(Recorded data)
——————

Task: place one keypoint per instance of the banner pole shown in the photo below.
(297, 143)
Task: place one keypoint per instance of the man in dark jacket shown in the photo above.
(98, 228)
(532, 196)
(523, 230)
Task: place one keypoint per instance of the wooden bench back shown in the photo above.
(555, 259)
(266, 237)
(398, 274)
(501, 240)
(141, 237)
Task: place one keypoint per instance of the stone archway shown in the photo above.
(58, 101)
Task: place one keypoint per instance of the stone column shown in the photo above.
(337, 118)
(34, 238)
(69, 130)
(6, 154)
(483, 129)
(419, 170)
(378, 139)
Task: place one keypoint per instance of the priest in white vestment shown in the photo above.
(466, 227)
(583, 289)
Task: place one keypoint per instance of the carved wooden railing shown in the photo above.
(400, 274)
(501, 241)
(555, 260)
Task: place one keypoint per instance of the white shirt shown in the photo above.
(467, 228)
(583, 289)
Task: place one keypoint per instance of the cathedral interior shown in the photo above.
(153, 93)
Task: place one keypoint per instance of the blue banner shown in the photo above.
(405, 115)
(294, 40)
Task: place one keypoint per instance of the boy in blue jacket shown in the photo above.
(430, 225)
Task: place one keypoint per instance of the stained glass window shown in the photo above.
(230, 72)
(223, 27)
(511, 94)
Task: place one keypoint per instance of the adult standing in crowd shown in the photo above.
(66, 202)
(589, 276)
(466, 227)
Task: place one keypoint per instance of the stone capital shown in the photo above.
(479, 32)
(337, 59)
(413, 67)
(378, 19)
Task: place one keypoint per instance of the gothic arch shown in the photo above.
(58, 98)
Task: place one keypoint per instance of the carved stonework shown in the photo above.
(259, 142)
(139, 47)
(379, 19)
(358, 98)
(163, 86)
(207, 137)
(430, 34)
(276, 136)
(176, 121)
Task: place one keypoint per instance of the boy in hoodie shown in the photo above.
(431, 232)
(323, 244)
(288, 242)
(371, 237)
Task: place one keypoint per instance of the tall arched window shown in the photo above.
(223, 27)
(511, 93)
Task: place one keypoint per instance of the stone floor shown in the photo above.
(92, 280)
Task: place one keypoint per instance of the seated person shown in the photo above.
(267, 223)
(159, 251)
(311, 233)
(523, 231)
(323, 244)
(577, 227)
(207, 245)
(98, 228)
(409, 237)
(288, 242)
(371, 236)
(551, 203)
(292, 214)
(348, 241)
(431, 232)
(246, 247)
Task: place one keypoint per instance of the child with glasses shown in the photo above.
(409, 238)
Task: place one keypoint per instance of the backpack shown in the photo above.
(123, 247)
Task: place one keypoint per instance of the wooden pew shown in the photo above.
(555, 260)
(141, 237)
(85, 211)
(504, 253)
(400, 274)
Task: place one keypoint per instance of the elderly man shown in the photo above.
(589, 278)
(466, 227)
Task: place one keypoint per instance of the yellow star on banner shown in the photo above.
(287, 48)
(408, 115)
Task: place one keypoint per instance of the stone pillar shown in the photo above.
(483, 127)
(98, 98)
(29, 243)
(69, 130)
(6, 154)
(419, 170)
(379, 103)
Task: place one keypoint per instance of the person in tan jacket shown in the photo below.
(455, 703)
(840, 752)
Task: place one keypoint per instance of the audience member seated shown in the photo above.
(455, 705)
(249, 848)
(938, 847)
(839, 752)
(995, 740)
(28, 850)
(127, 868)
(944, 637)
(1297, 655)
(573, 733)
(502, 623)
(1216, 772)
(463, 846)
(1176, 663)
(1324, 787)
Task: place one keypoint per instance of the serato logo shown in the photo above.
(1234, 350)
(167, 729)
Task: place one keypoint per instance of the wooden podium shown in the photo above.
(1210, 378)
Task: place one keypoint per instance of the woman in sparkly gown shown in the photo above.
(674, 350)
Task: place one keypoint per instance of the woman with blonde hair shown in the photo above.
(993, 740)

——————

◆ EXERCISE DESCRIPTION
Output all the lines above. Keep each one exact.

◆ RESPONSE
Task: place one keypoint per instance of the banner pole shown in the photo below.
(297, 143)
Task: place one keypoint per instance of the man in dark jacket shown in the photo above.
(98, 228)
(532, 196)
(523, 230)
Task: place one keypoint per instance of the wooden bench back shown in the photo above.
(555, 259)
(266, 237)
(398, 274)
(501, 240)
(141, 237)
Task: place one keypoint per instance of the stone archway shown in the photo above.
(58, 101)
Task: place one keypoint per instance of the stone column shown in the photo above.
(337, 118)
(34, 238)
(69, 130)
(6, 154)
(483, 129)
(419, 170)
(378, 139)
Task: place one keypoint per instance of the priest in white vestment shown in the photo above.
(466, 227)
(583, 289)
Task: place one keypoint per instance of the carved wooden railing shown in the photo above.
(400, 274)
(501, 241)
(555, 260)
Task: place one keypoint per instance of the white shirt shown in the photo above.
(467, 228)
(583, 289)
Task: place one keypoint per instance of the cathedral interior shown in the photo above.
(153, 93)
Task: place one keypoint per instance of the blue banner shown in the photo above.
(405, 115)
(294, 40)
Task: place one keypoint per instance of the boy in blue jacket shown in the photo above.
(430, 225)
Task: place one keypoint per instance of the stained glass window shown in the photo above.
(230, 72)
(223, 27)
(511, 94)
Task: place one keypoint per instance of the adult standing in crowd shown in the photo above.
(66, 202)
(589, 276)
(466, 227)
Task: place one keypoint per instance of the stone capital shown in the photo above.
(479, 32)
(337, 59)
(413, 67)
(378, 19)
Task: place one keypoint per instance of the gothic arch shown in the photo above.
(58, 98)
Task: place one keypoint per instance of the carved stonework shown in the photo above.
(259, 142)
(139, 47)
(379, 19)
(358, 98)
(163, 86)
(207, 137)
(430, 34)
(276, 136)
(176, 121)
Task: place one keypoint per instance of the boy in hoodie shown in the photo above.
(431, 232)
(323, 244)
(288, 242)
(371, 237)
Task: place one keypoint per instance of the tall arched window shown in the photo above.
(223, 27)
(511, 93)
Task: place one keypoint per instance of the stone floor shown in the photo above.
(92, 280)
Task: place one keypoint per instance of the seated person shown in the photo above.
(267, 223)
(159, 251)
(311, 233)
(523, 231)
(323, 244)
(577, 227)
(207, 245)
(98, 228)
(409, 237)
(288, 242)
(371, 236)
(551, 203)
(292, 214)
(348, 241)
(431, 232)
(246, 247)
Task: place one keypoint per instance of the child with glasses shown in the photo above.
(409, 238)
Task: place one keypoint per instance of the backpack shown in the photo above.
(123, 247)
Task: place one keypoint per instance of the wooden pew shown in the photo above.
(555, 260)
(141, 237)
(85, 211)
(504, 253)
(400, 274)
Task: place one keypoint per instance of the elderly man shown in the photo above.
(589, 278)
(466, 227)
Task: place one keypoint per instance of the yellow star on banner shown in the photo above.
(287, 48)
(408, 115)
Task: place one keypoint per instance of the stone pillar shown in the photo above.
(483, 127)
(98, 98)
(29, 243)
(69, 130)
(6, 154)
(419, 170)
(379, 103)
Task: place one keypoint per instance of the person in tan jacket shown in the photo below.
(455, 703)
(840, 752)
Task: place one keypoint per instance of the audience member seated shown in the photo above.
(455, 705)
(249, 848)
(938, 847)
(839, 752)
(995, 740)
(28, 850)
(127, 868)
(944, 637)
(1297, 655)
(573, 733)
(502, 623)
(1216, 772)
(463, 846)
(1176, 663)
(1324, 787)
Task: place one keypoint per instance of the serato logo shown in the photo above.
(1234, 350)
(167, 729)
Task: place one keypoint per instance of the wooden podium shown in the photo above.
(1210, 378)
Task: place one keypoint per instance of the woman in sparkly gown shown in the photo above.
(674, 350)
Task: place one keypoint per instance of the woman with blonde hair shown in the photo above.
(993, 740)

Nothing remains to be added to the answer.